══ PASSAGE FOR REVIEW ══
The facts are stacked against the animal agriculture industry when it comes to climate change, so why aren’t we more informed?

It seems like dozens of scientific reports and studies have come out lately showing that eating way fewer animals and way more plants is absolutely crucial for curbing climate breakdown. But apparently, the connection between animal agriculture and the climate has barely filtered through to the British public.

Climate Change and Net Zero: Public Awareness and Perceptions, a research paper published by the government in April, found that 83 per cent of people surveyed think climate change is a concern, yet only 22 per cent “perceived agriculture (such as crops, livestock, and farm machinery) as contributing ‘a great deal’” to the climate crisis. All other sectors described in the survey – transport, manufacturing and producing goods, disposal of waste, heating/cooling homes and commercial buildings, and electricity usage – were, respectively, considered to contribute more to the UK’s emissions than agriculture.

The research, conducted between September and October 2020, surveyed 6,947 members of the UK public to determine how they perceive climate change and the UK’s target to reduce greenhouse gas emissions to net-zero by 2050.

According to government data, it is true that transport, including cars, planes, trucks, and ships, accounts for the biggest share of the UK’s emissions at 27 per cent. Energy supply makes up 21 per cent, industrial activity (described as ‘business’) 17 per cent, and energy use in homes 15 per cent. Agriculture is the fifth biggest contributor to the UK’s emissions, making up 10 per cent, with only waste management (4 per cent) and ‘other’ (5 per cent) taking a smaller share.

Based on these figures, the public perceptions of which sectors are the most emissions-intensive is almost correct. But that does not mean it is correct to perceive agriculture as not contributing “a great deal” to the country’s emissions. At 10 per cent, agriculture is a significant source of emissions, particularly of methane and nitrous oxide, which are both more potent greenhouse gases than carbon dioxide. Not to mention, the impact of agriculture is of course larger than just the emissions alone – land use, water pollution, soil erosion, habitat loss, species extinction and more – agriculture is a multifaceted issue.
═══
══ INFORMATION ══
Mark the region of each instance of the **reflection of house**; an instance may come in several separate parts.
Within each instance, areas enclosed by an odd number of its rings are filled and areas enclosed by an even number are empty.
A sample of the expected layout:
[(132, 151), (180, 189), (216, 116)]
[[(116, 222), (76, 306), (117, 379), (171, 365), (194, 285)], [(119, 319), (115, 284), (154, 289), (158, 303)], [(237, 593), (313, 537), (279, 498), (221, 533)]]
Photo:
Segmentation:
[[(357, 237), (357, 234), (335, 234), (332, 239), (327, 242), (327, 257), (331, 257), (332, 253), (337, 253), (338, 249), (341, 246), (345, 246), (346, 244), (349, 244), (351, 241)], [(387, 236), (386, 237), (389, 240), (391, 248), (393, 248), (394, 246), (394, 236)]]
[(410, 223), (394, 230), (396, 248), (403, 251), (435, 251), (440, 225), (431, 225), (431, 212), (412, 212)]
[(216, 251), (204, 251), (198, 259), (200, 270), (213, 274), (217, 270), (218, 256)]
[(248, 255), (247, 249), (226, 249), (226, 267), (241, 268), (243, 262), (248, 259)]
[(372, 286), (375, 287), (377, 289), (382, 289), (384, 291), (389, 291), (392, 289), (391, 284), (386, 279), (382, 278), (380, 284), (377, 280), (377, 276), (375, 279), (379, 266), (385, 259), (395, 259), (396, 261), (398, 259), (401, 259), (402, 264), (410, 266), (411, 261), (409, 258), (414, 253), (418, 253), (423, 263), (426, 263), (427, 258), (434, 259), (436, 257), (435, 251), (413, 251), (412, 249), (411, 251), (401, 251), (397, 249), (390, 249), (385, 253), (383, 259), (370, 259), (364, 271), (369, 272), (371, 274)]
═══
__WORK TO COMPLETE__:
1) Do the following statements agree with the agriculture and climate passage? For each, answer yes or no and quote the deciding words.
(a) The government survey questioned 6,947 members of the UK public.
(b) Energy supply accounts for the biggest share of the UK's emissions.
(c) Waste management makes up 4 per cent of the UK's emissions.
2) Reproduce the agriculture and climate passage word for word, from "Based on these" to "a multifaceted issue.".

__YOUR WRITTEN ANSWERS__:
1)
(a) Yes: "surveyed 6,947 members of the UK public"
(b) No: "transport, including cars, planes, trucks, and ships, accounts for the biggest share of the UK’s emissions at 27 per cent"
(c) Yes: "waste management (4 per cent)"

2)
Based on these figures, the public perceptions of which sectors are the most emissions-intensive is almost correct. But that does not mean it is correct to perceive agriculture as not contributing “a great deal” to the country’s emissions. At 10 per cent, agriculture is a significant source of emissions, particularly of methane and nitrous oxide, which are both more potent greenhouse gases than carbon dioxide. Not to mention, the impact of agriculture is of course larger than just the emissions alone – land use, water pollution, soil erosion, habitat loss, species extinction and more – agriculture is a multifaceted issue.